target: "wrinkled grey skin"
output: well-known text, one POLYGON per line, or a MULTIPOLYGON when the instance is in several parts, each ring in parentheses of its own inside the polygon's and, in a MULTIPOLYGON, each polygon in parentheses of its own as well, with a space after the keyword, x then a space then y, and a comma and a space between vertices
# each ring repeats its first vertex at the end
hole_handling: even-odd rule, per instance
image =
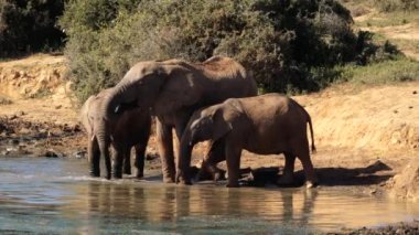
POLYGON ((111 94, 105 89, 96 96, 90 96, 82 107, 80 121, 87 132, 88 160, 90 175, 100 177, 100 158, 105 159, 107 174, 110 179, 111 165, 109 147, 112 147, 114 178, 131 174, 130 152, 136 148, 137 177, 143 177, 144 153, 150 137, 151 115, 148 109, 127 108, 118 118, 108 120, 104 102, 111 94))
MULTIPOLYGON (((163 181, 168 183, 175 180, 172 128, 178 137, 175 148, 179 152, 179 140, 194 110, 230 97, 257 95, 256 83, 245 68, 232 58, 219 56, 203 63, 181 60, 140 62, 128 71, 114 90, 107 100, 109 120, 132 105, 151 108, 157 116, 163 181)), ((217 151, 210 153, 216 154, 217 151)))
MULTIPOLYGON (((307 186, 318 183, 310 159, 307 137, 310 126, 312 151, 315 150, 310 115, 293 99, 267 94, 248 98, 232 98, 204 109, 191 117, 181 141, 180 172, 186 172, 191 163, 191 149, 204 140, 225 145, 228 184, 238 186, 241 150, 258 154, 284 153, 284 173, 279 184, 293 183, 296 158, 299 158, 307 178, 307 186)), ((207 159, 217 163, 219 159, 207 159)), ((179 175, 187 177, 187 175, 179 175)))

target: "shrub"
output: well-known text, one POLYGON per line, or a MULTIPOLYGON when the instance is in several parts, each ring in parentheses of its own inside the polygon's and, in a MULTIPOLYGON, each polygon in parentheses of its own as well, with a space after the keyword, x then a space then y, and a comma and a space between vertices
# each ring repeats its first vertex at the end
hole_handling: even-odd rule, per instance
POLYGON ((0 1, 0 57, 61 47, 55 23, 63 10, 63 0, 0 1))
POLYGON ((71 0, 60 23, 80 100, 143 60, 228 55, 261 90, 302 92, 323 86, 315 68, 365 64, 378 51, 335 0, 71 0))

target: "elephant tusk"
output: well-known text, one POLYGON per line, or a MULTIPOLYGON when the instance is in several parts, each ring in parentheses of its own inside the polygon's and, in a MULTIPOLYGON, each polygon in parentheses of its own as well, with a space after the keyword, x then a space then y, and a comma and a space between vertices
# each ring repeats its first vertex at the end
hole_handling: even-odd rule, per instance
POLYGON ((115 108, 115 114, 118 114, 118 113, 119 113, 119 109, 120 109, 120 105, 118 105, 118 106, 115 108))

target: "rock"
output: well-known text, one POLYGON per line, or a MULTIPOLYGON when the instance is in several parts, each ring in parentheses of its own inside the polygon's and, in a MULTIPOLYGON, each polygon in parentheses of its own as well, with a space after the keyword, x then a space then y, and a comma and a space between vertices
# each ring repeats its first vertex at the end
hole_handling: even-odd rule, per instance
POLYGON ((412 159, 406 168, 389 182, 390 195, 419 201, 419 162, 412 159))
POLYGON ((26 113, 24 113, 24 111, 18 111, 18 113, 15 114, 15 116, 24 116, 24 115, 26 115, 26 113))
POLYGON ((52 150, 52 149, 49 149, 46 150, 46 152, 43 154, 43 157, 46 157, 46 158, 58 158, 58 154, 52 150))
POLYGON ((22 128, 22 129, 19 130, 19 133, 28 135, 28 133, 31 133, 31 130, 28 129, 28 128, 22 128))
POLYGON ((17 119, 17 118, 18 118, 17 115, 12 115, 12 116, 9 117, 9 120, 14 120, 14 119, 17 119))
POLYGON ((76 159, 83 159, 83 158, 86 158, 86 156, 87 156, 87 151, 85 151, 85 150, 76 151, 76 152, 74 152, 73 156, 74 156, 76 159))
POLYGON ((146 160, 147 161, 151 161, 151 160, 154 160, 157 158, 159 158, 159 153, 157 153, 157 152, 148 152, 146 154, 146 160))
POLYGON ((12 140, 10 140, 10 143, 13 146, 18 146, 20 143, 20 140, 19 139, 12 139, 12 140))
POLYGON ((79 132, 79 131, 82 131, 80 125, 78 125, 78 124, 74 125, 74 126, 73 126, 73 131, 74 131, 74 132, 79 132))
POLYGON ((8 127, 4 124, 0 124, 0 132, 3 132, 7 129, 8 127))

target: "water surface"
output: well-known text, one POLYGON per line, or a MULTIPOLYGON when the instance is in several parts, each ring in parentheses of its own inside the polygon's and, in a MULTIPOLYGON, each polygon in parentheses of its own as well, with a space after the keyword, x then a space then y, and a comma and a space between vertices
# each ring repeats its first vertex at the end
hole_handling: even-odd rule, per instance
POLYGON ((419 205, 342 188, 226 189, 94 180, 86 160, 0 157, 0 233, 307 234, 419 218, 419 205))

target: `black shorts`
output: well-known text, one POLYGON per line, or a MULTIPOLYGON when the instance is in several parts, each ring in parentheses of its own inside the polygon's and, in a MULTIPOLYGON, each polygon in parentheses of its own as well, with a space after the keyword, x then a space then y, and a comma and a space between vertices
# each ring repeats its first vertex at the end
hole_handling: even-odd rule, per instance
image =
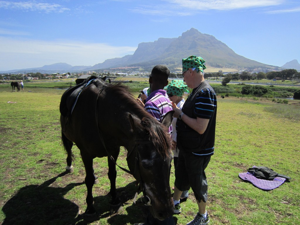
POLYGON ((191 188, 195 198, 200 202, 207 199, 207 181, 204 170, 211 156, 200 157, 191 152, 180 151, 175 168, 175 185, 180 190, 191 188))

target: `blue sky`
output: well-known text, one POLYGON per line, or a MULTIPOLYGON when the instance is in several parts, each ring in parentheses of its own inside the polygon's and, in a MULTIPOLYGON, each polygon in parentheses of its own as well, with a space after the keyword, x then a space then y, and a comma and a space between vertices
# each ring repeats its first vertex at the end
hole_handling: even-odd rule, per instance
POLYGON ((281 66, 300 61, 299 18, 299 0, 0 0, 0 71, 93 66, 192 28, 281 66))

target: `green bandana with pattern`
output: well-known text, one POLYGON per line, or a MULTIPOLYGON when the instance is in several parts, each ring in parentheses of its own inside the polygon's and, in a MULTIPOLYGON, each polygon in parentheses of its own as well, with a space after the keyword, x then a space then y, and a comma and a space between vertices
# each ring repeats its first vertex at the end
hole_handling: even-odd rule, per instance
POLYGON ((187 89, 187 86, 184 84, 182 80, 172 80, 167 86, 167 94, 181 97, 185 92, 189 92, 187 89))
POLYGON ((199 70, 203 73, 203 70, 206 69, 204 65, 205 61, 201 57, 192 56, 186 58, 182 59, 182 72, 190 68, 196 68, 197 72, 199 70))

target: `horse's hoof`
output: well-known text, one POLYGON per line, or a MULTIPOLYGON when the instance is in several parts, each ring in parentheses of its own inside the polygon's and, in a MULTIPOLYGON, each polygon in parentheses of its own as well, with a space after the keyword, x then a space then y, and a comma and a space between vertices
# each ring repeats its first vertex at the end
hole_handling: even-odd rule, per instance
POLYGON ((74 172, 74 167, 73 166, 66 166, 66 171, 69 173, 73 173, 74 172))
POLYGON ((112 214, 116 213, 117 212, 122 211, 123 209, 123 206, 121 203, 118 205, 111 205, 111 209, 110 210, 110 213, 112 214))
POLYGON ((92 222, 96 220, 97 219, 97 215, 95 212, 91 214, 86 213, 84 214, 84 220, 87 222, 92 222))

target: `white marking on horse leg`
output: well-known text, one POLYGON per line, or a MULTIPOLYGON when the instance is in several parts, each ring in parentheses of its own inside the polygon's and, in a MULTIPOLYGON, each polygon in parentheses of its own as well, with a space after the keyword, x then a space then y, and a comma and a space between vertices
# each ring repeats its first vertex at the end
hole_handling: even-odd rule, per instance
POLYGON ((98 184, 100 183, 100 182, 99 181, 99 180, 98 179, 98 178, 95 180, 95 182, 94 182, 94 184, 98 184))
POLYGON ((74 172, 74 170, 72 165, 71 165, 70 166, 66 166, 66 170, 68 172, 70 173, 73 173, 74 172))

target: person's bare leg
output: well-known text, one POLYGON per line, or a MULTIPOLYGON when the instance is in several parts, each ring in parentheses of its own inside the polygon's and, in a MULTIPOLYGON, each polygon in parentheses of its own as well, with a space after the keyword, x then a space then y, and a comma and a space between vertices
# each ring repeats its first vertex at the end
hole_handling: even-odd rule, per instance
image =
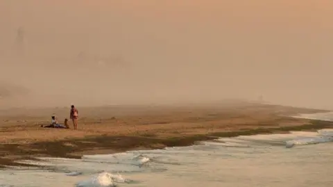
POLYGON ((78 118, 75 118, 75 129, 78 129, 78 118))
POLYGON ((73 121, 73 126, 74 127, 75 129, 75 118, 71 119, 71 120, 73 121))

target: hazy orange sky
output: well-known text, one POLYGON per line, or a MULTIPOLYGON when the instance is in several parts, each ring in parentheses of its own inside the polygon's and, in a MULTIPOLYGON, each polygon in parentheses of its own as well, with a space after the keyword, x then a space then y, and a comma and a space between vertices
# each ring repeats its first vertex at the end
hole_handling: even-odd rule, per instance
POLYGON ((1 78, 46 101, 56 95, 57 103, 263 95, 277 103, 333 108, 327 102, 333 95, 332 17, 333 2, 323 0, 0 0, 2 61, 56 63, 57 72, 65 74, 49 77, 47 67, 23 63, 17 79, 6 80, 12 73, 8 70, 1 78), (20 26, 26 56, 18 60, 12 46, 20 26), (80 51, 121 56, 131 65, 77 72, 69 86, 73 67, 54 59, 72 60, 80 51))

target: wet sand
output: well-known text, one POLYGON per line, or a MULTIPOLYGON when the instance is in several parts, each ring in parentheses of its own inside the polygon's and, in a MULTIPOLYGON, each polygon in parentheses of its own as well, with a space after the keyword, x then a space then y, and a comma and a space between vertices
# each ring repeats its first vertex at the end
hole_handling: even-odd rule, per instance
MULTIPOLYGON (((80 158, 133 149, 187 146, 216 137, 287 133, 333 123, 287 115, 325 111, 250 103, 186 106, 78 108, 78 130, 46 129, 69 108, 12 108, 0 111, 0 165, 35 156, 80 158)), ((71 122, 69 124, 73 127, 71 122)))

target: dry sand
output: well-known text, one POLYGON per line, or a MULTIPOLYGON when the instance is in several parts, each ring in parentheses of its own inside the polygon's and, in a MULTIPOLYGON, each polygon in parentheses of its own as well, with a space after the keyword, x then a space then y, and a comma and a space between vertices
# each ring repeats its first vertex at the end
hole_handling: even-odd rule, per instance
MULTIPOLYGON (((80 158, 138 149, 187 146, 217 136, 287 132, 330 127, 327 122, 287 115, 323 111, 242 103, 221 106, 78 108, 78 130, 44 129, 69 108, 0 111, 0 165, 38 156, 80 158)), ((71 127, 73 127, 69 122, 71 127)))

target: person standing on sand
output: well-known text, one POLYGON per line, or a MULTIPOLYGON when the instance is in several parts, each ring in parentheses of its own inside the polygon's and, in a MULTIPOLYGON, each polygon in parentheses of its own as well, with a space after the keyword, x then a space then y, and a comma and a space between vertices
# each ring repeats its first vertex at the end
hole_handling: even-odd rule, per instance
POLYGON ((74 105, 71 106, 71 119, 73 120, 73 124, 74 125, 74 129, 78 129, 78 111, 74 105))

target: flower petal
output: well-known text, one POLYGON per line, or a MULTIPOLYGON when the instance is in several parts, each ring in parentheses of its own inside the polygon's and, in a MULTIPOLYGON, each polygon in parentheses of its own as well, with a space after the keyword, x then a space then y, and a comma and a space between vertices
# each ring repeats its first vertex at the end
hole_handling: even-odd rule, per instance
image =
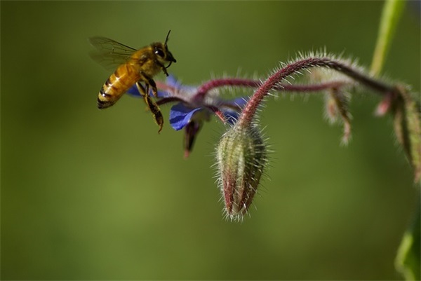
POLYGON ((176 131, 185 128, 192 119, 193 114, 201 110, 201 107, 191 109, 182 103, 178 103, 171 107, 170 111, 170 124, 176 131))

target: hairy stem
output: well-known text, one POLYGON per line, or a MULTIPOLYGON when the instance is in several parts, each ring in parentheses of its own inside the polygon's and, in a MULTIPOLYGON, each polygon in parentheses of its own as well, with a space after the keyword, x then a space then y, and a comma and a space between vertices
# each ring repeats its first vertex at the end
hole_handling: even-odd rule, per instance
POLYGON ((356 82, 378 92, 381 95, 386 95, 396 90, 394 87, 370 77, 356 68, 348 65, 343 61, 334 60, 328 57, 306 57, 282 67, 260 85, 243 110, 239 119, 239 125, 248 125, 252 121, 256 110, 265 97, 270 90, 276 89, 282 80, 299 72, 300 70, 316 67, 334 69, 350 77, 356 82))

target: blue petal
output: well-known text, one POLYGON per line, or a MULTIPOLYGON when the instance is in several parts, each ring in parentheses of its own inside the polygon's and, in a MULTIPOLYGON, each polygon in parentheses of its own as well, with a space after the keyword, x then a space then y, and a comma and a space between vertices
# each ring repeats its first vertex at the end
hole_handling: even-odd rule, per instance
MULTIPOLYGON (((138 87, 136 86, 136 84, 131 86, 130 88, 130 89, 128 90, 126 93, 131 95, 132 97, 142 97, 142 95, 140 95, 140 92, 139 92, 139 90, 138 90, 138 87)), ((152 93, 152 89, 149 89, 149 95, 150 96, 154 95, 154 94, 152 93)), ((167 92, 158 90, 158 97, 167 97, 168 95, 168 93, 167 92)))
MULTIPOLYGON (((243 97, 239 97, 232 100, 229 103, 240 107, 241 108, 243 108, 244 107, 244 105, 247 103, 247 100, 246 100, 243 97)), ((227 122, 232 125, 234 125, 236 122, 240 115, 240 112, 232 109, 223 109, 222 113, 224 114, 224 117, 225 118, 227 122)))
POLYGON ((190 109, 182 103, 173 105, 170 111, 170 124, 171 124, 171 127, 176 131, 182 129, 189 123, 193 114, 199 110, 201 110, 201 107, 190 109))

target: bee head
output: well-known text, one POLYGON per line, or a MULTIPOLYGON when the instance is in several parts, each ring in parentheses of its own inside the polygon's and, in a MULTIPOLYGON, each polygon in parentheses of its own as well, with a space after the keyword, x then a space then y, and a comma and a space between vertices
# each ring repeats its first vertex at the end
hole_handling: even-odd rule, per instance
POLYGON ((168 32, 163 44, 162 43, 156 43, 153 45, 154 53, 156 56, 156 58, 159 62, 162 63, 163 64, 168 62, 170 62, 167 67, 165 67, 166 69, 168 68, 170 65, 171 65, 171 63, 177 62, 177 60, 175 60, 171 52, 168 50, 168 47, 167 46, 167 42, 168 41, 168 37, 171 32, 171 30, 168 32))

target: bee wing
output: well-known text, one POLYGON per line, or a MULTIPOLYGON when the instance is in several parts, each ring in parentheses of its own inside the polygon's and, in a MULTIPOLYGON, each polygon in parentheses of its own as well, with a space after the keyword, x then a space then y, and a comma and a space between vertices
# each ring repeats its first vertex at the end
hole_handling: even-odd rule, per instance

□ □ □ □

EXERCISE REQUIREMENTS: Transcribe the records word for word, from their first line through the line that contains "MULTIPOLYGON (((163 181, 168", both included. Leave the pictures out of your answer.

SOLUTION TO THIS EXERCISE:
target: "wrinkled grey skin"
output: well-known text, one POLYGON per line, or a MULTIPOLYGON when the instance is in several parts, each ring in parentheses of its own inside the polygon's and, in a MULTIPOLYGON, each polygon in parentheses of its own as well, with a space after the keyword, x then a space then y, and a comma and a space between vertices
# each ring repeats its first vertex at the end
hole_handling: even-odd rule, per instance
image =
POLYGON ((111 94, 105 89, 96 96, 90 96, 82 107, 80 121, 87 132, 88 160, 90 175, 100 177, 100 158, 105 159, 107 174, 110 179, 111 165, 109 147, 112 147, 114 178, 131 174, 130 152, 136 148, 137 177, 143 177, 144 153, 150 137, 151 115, 148 109, 127 108, 118 118, 108 120, 104 102, 111 94))
MULTIPOLYGON (((163 181, 168 183, 175 180, 172 128, 178 137, 175 148, 179 152, 179 140, 194 110, 230 97, 257 95, 256 83, 245 68, 232 58, 219 56, 203 63, 181 60, 140 62, 128 71, 114 90, 107 100, 109 120, 132 105, 151 108, 157 116, 163 181)), ((217 151, 210 153, 216 154, 217 151)))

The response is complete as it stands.